• _Problem details_
Only the text belongs in the copy. Transcribe the data exactly and drop any pictures.
** Opening Data extracts block **
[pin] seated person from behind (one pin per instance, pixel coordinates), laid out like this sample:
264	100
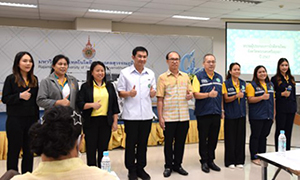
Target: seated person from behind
57	139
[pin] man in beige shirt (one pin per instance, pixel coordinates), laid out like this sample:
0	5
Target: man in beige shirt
173	92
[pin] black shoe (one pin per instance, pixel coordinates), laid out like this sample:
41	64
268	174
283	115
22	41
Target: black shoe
167	172
213	166
132	176
205	167
181	171
141	173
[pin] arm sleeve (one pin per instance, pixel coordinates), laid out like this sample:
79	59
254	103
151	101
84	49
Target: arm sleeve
250	90
43	99
121	82
80	102
160	87
8	97
224	89
116	109
196	84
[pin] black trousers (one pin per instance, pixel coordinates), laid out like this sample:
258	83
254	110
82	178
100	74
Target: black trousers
137	134
17	135
97	137
173	154
234	137
208	131
260	129
284	121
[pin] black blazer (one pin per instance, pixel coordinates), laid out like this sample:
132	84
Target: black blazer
86	95
284	104
15	106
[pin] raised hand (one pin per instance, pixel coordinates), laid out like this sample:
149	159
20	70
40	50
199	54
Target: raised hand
189	95
213	93
265	96
152	92
96	105
240	94
286	93
65	101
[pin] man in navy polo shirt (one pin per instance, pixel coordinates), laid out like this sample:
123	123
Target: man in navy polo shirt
207	88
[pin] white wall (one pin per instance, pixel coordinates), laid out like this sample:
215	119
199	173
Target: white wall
218	35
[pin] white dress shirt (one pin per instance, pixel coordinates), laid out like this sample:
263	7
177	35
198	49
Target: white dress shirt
140	106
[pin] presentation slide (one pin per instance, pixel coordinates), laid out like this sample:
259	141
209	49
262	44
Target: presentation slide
252	44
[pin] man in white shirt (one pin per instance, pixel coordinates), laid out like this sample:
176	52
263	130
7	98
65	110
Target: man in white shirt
137	86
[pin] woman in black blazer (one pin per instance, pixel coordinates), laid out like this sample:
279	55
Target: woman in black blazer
98	102
19	94
286	105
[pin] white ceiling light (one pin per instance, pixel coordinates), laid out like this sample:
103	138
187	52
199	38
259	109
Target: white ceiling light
18	5
109	11
190	17
244	1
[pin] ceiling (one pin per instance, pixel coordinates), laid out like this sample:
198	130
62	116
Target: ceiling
158	12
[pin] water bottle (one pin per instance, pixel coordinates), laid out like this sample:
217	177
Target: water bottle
281	142
105	162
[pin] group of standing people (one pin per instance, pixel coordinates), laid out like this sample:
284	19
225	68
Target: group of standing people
97	101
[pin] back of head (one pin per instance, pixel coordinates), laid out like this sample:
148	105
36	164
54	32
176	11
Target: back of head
57	133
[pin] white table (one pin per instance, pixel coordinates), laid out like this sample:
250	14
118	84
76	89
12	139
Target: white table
290	162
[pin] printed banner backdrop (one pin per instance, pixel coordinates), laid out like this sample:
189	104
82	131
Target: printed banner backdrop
82	48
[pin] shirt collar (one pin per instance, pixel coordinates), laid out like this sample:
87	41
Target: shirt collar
210	77
170	73
235	85
47	167
132	69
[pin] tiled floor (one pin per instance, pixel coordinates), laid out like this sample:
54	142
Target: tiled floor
192	165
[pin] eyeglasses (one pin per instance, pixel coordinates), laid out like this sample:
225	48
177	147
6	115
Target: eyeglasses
209	62
174	59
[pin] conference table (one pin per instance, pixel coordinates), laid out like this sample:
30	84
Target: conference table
289	161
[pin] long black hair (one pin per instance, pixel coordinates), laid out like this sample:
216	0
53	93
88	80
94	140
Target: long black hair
288	73
230	69
91	77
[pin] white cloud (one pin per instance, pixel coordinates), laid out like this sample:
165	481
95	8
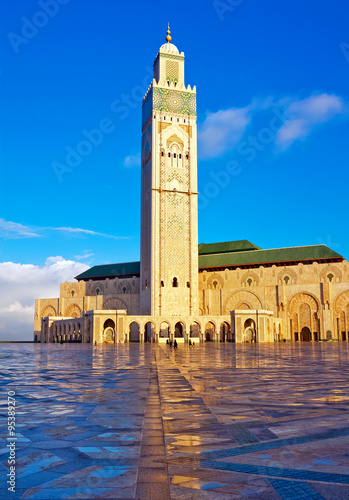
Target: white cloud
12	230
9	230
85	255
79	231
305	115
133	160
221	131
21	284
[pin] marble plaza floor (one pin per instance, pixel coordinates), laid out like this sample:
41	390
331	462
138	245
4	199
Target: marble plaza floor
205	422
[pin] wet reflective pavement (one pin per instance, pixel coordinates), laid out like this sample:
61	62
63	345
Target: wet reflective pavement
212	421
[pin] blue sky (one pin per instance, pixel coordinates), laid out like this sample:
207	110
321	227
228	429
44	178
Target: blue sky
272	80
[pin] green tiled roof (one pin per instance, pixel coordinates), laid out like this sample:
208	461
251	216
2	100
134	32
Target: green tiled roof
226	246
128	268
226	254
277	255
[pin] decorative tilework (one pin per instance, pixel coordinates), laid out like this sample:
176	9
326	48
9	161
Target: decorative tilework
173	101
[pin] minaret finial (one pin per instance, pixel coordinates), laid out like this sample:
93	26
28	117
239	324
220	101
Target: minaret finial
169	37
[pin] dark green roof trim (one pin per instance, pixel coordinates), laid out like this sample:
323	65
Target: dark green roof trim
223	258
226	246
278	256
111	270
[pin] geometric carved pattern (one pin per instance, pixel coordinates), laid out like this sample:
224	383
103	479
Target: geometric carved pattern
73	311
173	101
172	71
289	273
174	233
215	281
242	297
114	303
48	311
249	278
342	301
303	298
305	316
330	270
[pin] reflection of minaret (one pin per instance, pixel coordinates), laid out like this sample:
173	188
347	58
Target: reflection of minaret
169	229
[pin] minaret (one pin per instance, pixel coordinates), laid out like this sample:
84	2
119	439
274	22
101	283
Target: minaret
169	225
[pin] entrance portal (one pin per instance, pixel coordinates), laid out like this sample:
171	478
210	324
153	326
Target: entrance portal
305	334
178	330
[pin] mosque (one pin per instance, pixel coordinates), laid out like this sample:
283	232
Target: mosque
232	291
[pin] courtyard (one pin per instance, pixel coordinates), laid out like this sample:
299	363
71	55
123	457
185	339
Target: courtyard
214	421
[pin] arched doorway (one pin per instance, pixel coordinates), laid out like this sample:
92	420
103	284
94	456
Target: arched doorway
195	331
109	331
134	332
179	330
224	333
250	334
209	332
164	331
305	334
149	332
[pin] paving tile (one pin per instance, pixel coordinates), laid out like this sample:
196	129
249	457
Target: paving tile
215	422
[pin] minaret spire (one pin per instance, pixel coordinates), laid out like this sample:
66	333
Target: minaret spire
169	37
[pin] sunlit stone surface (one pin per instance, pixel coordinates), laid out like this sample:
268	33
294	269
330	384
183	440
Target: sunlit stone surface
205	422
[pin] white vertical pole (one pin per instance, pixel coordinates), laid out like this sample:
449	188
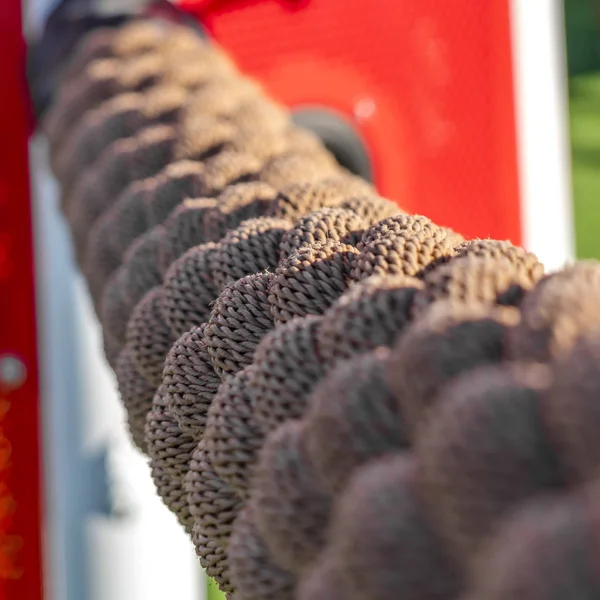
** Closing Data extracts block **
• _Finished exercise_
[pin] seated person from behind (one pin per instance, pixel coordinates), laid out like this sample:
264	100
Target: seated person from behind
57	139
[pin] man in beige shirt (one pin per instance, pixel coordinates), laid out like this sample:
0	5
Target: man in beige shirt
173	92
[pin] black shoe (one pin per instance, pixel coordinates), laid out like this sample:
41	64
268	174
283	115
22	41
Target: black shoe
167	172
213	166
132	176
205	167
181	171
141	173
[pin] arm sleeve (one pin per instance, pixel coordinates), laid out like this sample:
79	59
254	103
151	101
84	49
Target: arm sleeve
250	90
43	99
121	82
80	102
160	87
8	97
224	89
116	109
196	84
[pin] black trousers (one pin per instance, pixel coordinates), laid out like this sample:
258	83
254	110
82	178
100	74
Target: black trousers
137	134
17	135
97	137
173	154
234	137
208	131
260	129
284	121
[pin] black blazer (one pin per instance, pixel coordinates), laid out like this sample:
132	84
Target: black blazer
86	95
284	104
15	106
[pin] raised hand (one pin per instance, pixel coordinates), laid out like this sample:
149	159
20	70
40	50
199	54
Target: raised hand
189	95
213	93
265	96
152	92
96	105
240	94
286	93
65	101
[pin] man in navy polo shirt (one pin per instance, pixel coordinates), laid out like this sample:
123	123
Target: man in navy polo shirt
207	88
[pin] white wall (one pin per instance, pixel coordinates), laid out like this sample:
215	119
199	173
Target: white wall
218	35
[pin] white dress shirt (one pin per instance, pixel coordinates), laid out like this sample:
263	7
177	35
198	49
Target: white dress shirt
140	106
[pin] presentation slide (one pin per instance, pixel coordinates), laid out like this sample:
259	141
209	49
262	44
Target: presentation slide
252	44
[pin] man in white shirt (one pin per instance, pixel coordinates), laid out like this sample:
176	52
263	130
7	98
65	110
Target: man in white shirt
137	86
[pin] woman in black blazer (one pin per instance, pixel coordinates), laid out like this sample:
279	55
Target: woman in black blazer
98	102
19	94
286	105
[pin] white ceiling light (one pin per instance, pixel coordinates), laid out like this sample:
103	138
187	52
199	38
259	109
Target: white ceiling light
18	5
109	11
190	17
244	1
[pin] ceiling (one pin per instance, pixel coordinates), laid out like this sample:
198	130
62	116
Target: ceiling
158	12
[pin] water bottle (one pin per instance, pixel coordinates), laid out like this sample:
217	177
Target: water bottle
281	142
105	162
[pin] group of standing people (one pin per instance, pixel coordinates), laid out like this sample:
284	19
225	68
Target: group of standing people
97	101
[pin] back of head (one pin per instance, pixel coordinates), laid out like this sample:
148	105
36	164
54	32
176	11
Target: back of head
57	133
[pin] white table (one pin per instance, pixel coordinates), laid out like this sample:
250	14
118	84
76	89
12	139
Target: white table
290	162
[pin] printed banner backdrop (one pin per instance, pixel coordinates), laid out like this sample:
189	104
82	131
Target: printed banner backdrop
82	48
[pin] shirt collar (one pin per instance, pixel coordinates), laid out like this sample:
87	41
Target: shirt collar
210	77
170	73
235	85
47	167
132	69
[pin] tiled floor (one pin per instance, pixel coordinates), laid out like this sample:
54	142
Target: tiled floor
192	165
[pin] eyeglasses (one pin per instance, pixel coordinates), laid out like this sample:
225	48
177	147
6	115
Target: eyeglasses
209	62
174	59
[pin] conference table (one pin per instance, pixel coordinates), laid out like this sample:
30	84
Target: conference table
289	161
[pin] long black hair (one pin per instance, pixel coordinates), laid out like this sample:
216	0
53	93
88	80
94	140
Target: long black hair
288	73
230	69
91	77
[pin] white cloud (one pin per instance, pixel coordinates), laid out like this sample:
165	481
95	8
Target: white cloud
12	230
9	230
85	255
79	231
305	115
133	160
221	131
21	284
[pin] marble plaza floor (one pin per instance, pixel coordinates), laid out like this sample:
41	390
331	462
138	245
4	199
Target: marble plaza floor
205	422
[pin] wet reflective pavement (one pin per instance, pixel coordinates), laid out like this sample:
61	62
63	345
Target: wet reflective pavement
212	421
[pin] blue sky (one pin per instance, pixel coordinates), laid out like this sample:
207	110
321	227
228	429
44	178
Target: blue sky
272	80
[pin] green tiled roof (one pin per instance, pixel coordinates), laid out like this sample:
208	461
251	216
2	100
134	32
Target: green tiled roof
226	246
128	268
226	254
277	255
[pin] decorative tilework (one pin per instance, pixel coordinates), laid out like this sample:
176	9
326	48
9	161
Target: decorative tilework
173	101
[pin] minaret finial (one pin per instance, pixel coordinates), laid out like this sample:
93	26
28	117
239	324
220	101
Target: minaret finial
169	37
[pin] dark green roof trim (one pin per instance, pixel coordinates), laid out like this sample:
323	65
Target: dark green roof trim
223	258
226	246
278	256
111	270
[pin] geometric carved pattern (one pin per instance, pixel coordinates), laid out like this sample:
224	383
103	479
Target: geometric carved pattern
73	311
173	101
172	71
289	273
174	233
215	281
242	297
114	303
48	311
249	278
342	301
303	298
305	316
330	270
[pin] reflection of minaret (one pin per instance, pixel coordinates), laid out like this sample:
173	188
347	58
Target: reflection of minaret
169	229
[pin] minaret (one pin per instance, pixel coordinates), laid out like this sample:
84	2
119	439
274	22
101	283
Target: minaret
169	225
[pin] entrance portal (one pin per instance, pixel coordinates), laid out like this sample:
171	478
210	324
153	326
Target: entrance portal
305	334
178	330
[pin] mosque (one pin per instance, pixel coordinates), laid out like this sample:
283	232
Target: mosque
232	291
[pin] courtyard (one pin per instance, pixel coordinates), laid out like this sample:
299	363
71	55
123	457
185	339
Target: courtyard
214	421
[pin] arched doorway (one pin per instance, pixel coordinates), laid out like this sample:
92	420
103	284
94	456
Target: arched doorway
195	331
109	331
134	332
179	330
224	333
250	334
209	332
164	331
305	334
149	332
[pin] paving tile (one pin per instance, pixel coordinates), laid out like this sample:
196	129
249	457
Target: paving tile
215	422
[pin] minaret spire (one pin per instance, pixel coordinates), laid out like this sample:
66	333
Target: minaret spire
169	37
[pin] sunlit stone surface (one pin per instance, pixel coordinates), laid out like this sample:
268	33
294	269
330	384
183	440
Target: sunlit stone surface
205	422
[pin] white vertical pole (one pin per instance, pixel coordinates), laid out like this sample:
449	188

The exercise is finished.